In relation to the first count, it was unclear whether the judge and the first defendant knew each other or knew that anyone of them was involved in the Gurmair Garments case. Moreover, the offer there was for lower rent, a tenancy was in the offing for which the judge was to pay. Both these aspects and others cast some reasonable doubt in my mind whether the offer was with the case in mind. I thought that on the facts, while the first defendant could have wanted to influence the judge, the facts were also consistent with a genuine tenancy. In dealing with the first count, I explained the difficulties of inferring to the contrary and suggested that all depends on the facts and that there should be more in every way for the inference that from an offer of the like here the defendant intends to influence the judge. I also suggested that that inference might be more readily made where the defendant making the offer knows that the judge is presiding in a case. Here by the time of the offer the first defendant and the judge knew that the judge was presiding in the matter. Moreover, there is more in the second case. The offer made was for a complete gift with nothing passing from the judge to the first defendant. Surely given that the first defendant knew that the judge was presiding over the Gurmair Garments case and that the first defendant was involved, such a huge gift can only have been to influence the judge to decide in the first defendant’s favour in the case the judge was presiding. I find no reason for such a huge and consequential offer to the judge other than that the judge decide in a particular manner in a matter where, by the time, both the judge and the first defendant knew they were involved.

The third count

For the third count, the issues may also have to be narrowed. The judge referred to a specific event. The second defendant, who answers this count with the first defendant, concedes the occurrence. The dispute, again, relates to the content of the conversation, not the conversation itself. This of course eases the problem to deciding whether the truth lies in what the judge or the second defendant says. Again whether the judge was called to the office or went on his own, whether he went alone or in the company of the driver, who he met are only important to determine where the truth lies. On the third count, therefore, the questions are whether the second defendant said the words at all, said them in the presence of the second defendant’s employees. The related question is, if the second defendant said the words on what basis would such words form a basis for convicting the first defendant on the third count.

....

_Given exercise 1:_ According to the judgment excerpt, what did the offer in the second case consist of?

Items from a data source:
....

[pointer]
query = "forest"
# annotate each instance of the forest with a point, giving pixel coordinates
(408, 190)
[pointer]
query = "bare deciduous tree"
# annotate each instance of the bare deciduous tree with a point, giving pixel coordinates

....

_Given exercise 2:_ Swap "annotate" for "mark" throughout the rows above, and reproduce the rows with nothing else altered.

_Final result 1:_ A complete gift, with nothing passing from the judge to the first defendant.

_Final result 2:_
[pointer]
query = "forest"
# mark each instance of the forest with a point, giving pixel coordinates
(408, 190)
[pointer]
query = "bare deciduous tree"
# mark each instance of the bare deciduous tree with a point, giving pixel coordinates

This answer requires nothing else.